**Instructions for the task**
List each row below that contains the word "silver", treating uppercase and lowercase letters as different.
── Records for this exercise ──
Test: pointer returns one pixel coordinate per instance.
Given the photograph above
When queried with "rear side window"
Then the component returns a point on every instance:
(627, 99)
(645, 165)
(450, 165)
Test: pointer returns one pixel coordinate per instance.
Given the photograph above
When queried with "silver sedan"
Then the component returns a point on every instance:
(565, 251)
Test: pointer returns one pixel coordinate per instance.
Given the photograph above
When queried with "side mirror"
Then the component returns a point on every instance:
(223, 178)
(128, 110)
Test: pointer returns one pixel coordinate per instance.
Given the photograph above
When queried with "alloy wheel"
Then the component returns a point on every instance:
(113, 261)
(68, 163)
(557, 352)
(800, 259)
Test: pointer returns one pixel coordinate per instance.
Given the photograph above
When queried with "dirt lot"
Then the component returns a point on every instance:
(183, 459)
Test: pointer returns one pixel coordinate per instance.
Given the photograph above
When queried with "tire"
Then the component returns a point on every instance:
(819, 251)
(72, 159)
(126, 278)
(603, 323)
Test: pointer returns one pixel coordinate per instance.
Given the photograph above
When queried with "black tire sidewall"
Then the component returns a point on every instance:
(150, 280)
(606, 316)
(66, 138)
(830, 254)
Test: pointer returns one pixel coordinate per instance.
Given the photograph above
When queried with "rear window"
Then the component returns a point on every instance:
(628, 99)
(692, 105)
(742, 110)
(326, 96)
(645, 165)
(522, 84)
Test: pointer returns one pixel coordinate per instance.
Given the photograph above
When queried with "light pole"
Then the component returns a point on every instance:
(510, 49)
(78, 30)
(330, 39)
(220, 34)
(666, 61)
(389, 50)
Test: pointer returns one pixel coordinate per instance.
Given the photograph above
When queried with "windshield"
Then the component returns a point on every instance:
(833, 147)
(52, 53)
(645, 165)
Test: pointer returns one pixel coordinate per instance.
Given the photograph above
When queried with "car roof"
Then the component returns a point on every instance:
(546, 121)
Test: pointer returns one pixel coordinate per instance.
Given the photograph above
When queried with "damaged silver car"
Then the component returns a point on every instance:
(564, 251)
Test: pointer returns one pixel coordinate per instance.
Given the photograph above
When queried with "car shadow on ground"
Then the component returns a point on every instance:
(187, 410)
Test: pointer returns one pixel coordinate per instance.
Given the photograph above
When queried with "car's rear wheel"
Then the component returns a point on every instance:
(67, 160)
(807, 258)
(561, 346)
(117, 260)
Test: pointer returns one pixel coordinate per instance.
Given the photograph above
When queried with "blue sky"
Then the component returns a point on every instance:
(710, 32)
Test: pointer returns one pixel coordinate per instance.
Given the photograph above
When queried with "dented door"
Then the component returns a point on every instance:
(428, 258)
───
**Output below**
When queried with "silver sedan"
When queried with "damaged silver car"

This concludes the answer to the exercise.